→ VORLIEGENDER TEXT:
Dem pflichtete die russische Stadtpräsidentin Sokolowa bei, indem sie herausstellte, daß Tilsit/Sowjetsk auch für seine russischen Einwohner längst eine Heimat geworden sei. Neben der Freude über die Öffnung der Region und die neu gewonnenen Freiheiten hätten die vergangenen zehn Jahre indes auch viele schwierige Veränderungen mit sich gebracht: "Das Leben war nicht leicht für uns, da standen Sie uns zur Seite!", so die Stadtpräsidentin an die Adresse der vertriebenen Tilsiter.
Kiels Stadtpräsident Heinemann würdigte den Einsatz der Tilsiter in ihrer alten Heimat als beispielhaft für ein friedliches Zusammenleben der Völker. Auch das Kieler Engagement diene diesem Ziel, etwa durch die Unterstützung des Hauses für Straßenkinder.

→ AUFGABENSTELLUNG:
Schreiben Sie aus dem Text über Tilsit die Stelle wortgetreu ab, die mit „Dem pflichtete die“ beginnt und bis einschließlich „der vertriebenen Tilsiter.“ reicht.

→ MATERIAL:

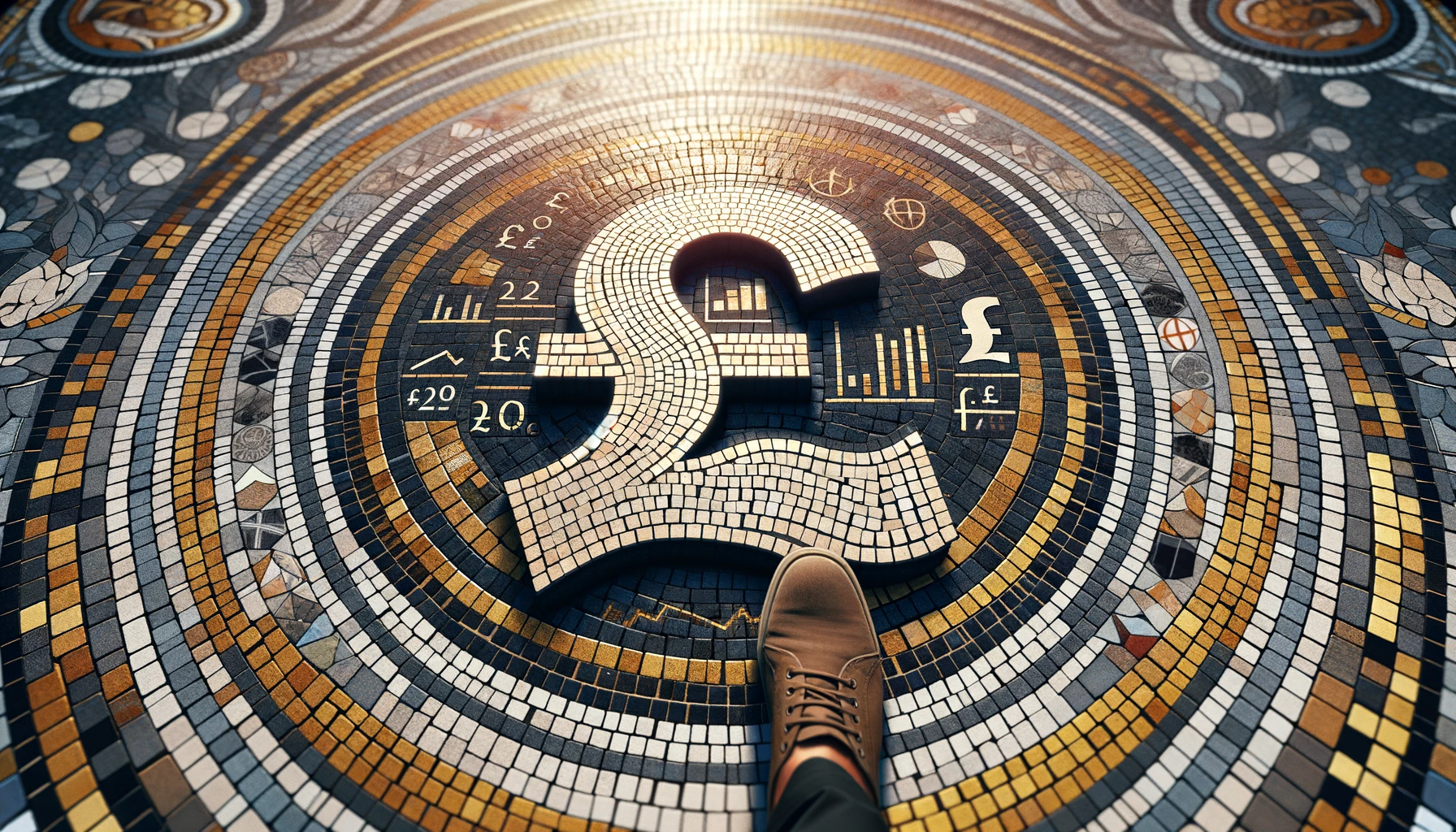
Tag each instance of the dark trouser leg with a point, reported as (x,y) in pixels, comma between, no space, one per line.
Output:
(823,797)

→ VOLLSTÄNDIGE LÖSUNG:
Dem pflichtete die russische Stadtpräsidentin Sokolowa bei, indem sie herausstellte, daß Tilsit/Sowjetsk auch für seine russischen Einwohner längst eine Heimat geworden sei. Neben der Freude über die Öffnung der Region und die neu gewonnenen Freiheiten hätten die vergangenen zehn Jahre indes auch viele schwierige Veränderungen mit sich gebracht: "Das Leben war nicht leicht für uns, da standen Sie uns zur Seite!", so die Stadtpräsidentin an die Adresse der vertriebenen Tilsiter.